**TASK**
Please shift every coordinate in the polygon outlines by adding 86 to it, and write out again all the entries from the start through the line that contains "[[[129,113],[129,111],[82,111],[80,112],[83,115],[123,115]]]", inclusive. Leave out the pictures.

**RECORD LIST**
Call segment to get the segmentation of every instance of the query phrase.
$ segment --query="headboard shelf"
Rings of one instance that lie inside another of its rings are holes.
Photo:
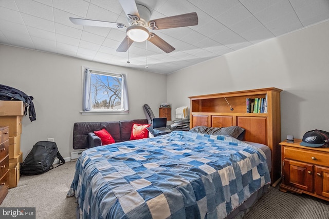
[[[245,140],[263,144],[270,148],[271,179],[274,183],[281,175],[279,143],[281,142],[280,93],[282,91],[272,87],[190,96],[190,127],[237,126],[244,128]],[[267,98],[267,112],[247,113],[247,98]]]

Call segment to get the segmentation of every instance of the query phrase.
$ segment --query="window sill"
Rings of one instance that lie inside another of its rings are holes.
[[[129,113],[129,111],[82,111],[80,112],[83,115],[123,115]]]

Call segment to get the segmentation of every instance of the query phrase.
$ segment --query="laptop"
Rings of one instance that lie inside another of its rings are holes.
[[[167,127],[167,117],[153,118],[152,120],[152,128],[157,134],[167,134],[171,132],[172,130]]]

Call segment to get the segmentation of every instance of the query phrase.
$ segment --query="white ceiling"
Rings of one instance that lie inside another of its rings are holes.
[[[151,19],[193,12],[198,16],[197,26],[154,31],[176,50],[167,54],[148,42],[148,68],[145,42],[116,52],[125,29],[69,20],[129,26],[118,0],[0,0],[0,44],[168,74],[329,19],[329,0],[136,2],[150,9]]]

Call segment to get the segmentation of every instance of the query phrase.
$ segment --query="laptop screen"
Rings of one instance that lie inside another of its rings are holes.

**EXERCISE RESPONSE**
Call segment to get the segmentation of every instance of the query phrase.
$ segment --query="headboard shelf"
Rings of one instance that lie inside another of its rings are holes.
Photo:
[[[331,226],[349,230],[356,234],[357,265],[360,269],[367,261],[365,229],[367,228],[366,179],[368,177],[358,173],[276,182],[276,213],[323,212],[330,214]],[[353,184],[353,198],[333,199],[333,184]]]

Call segment to get the segmentation of every instance of the query phrase.
$ segment --query="window sill"
Rings of one instance that lie inside another of its rings are holes.
[[[215,199],[215,197],[168,197],[166,198],[169,201],[209,201]]]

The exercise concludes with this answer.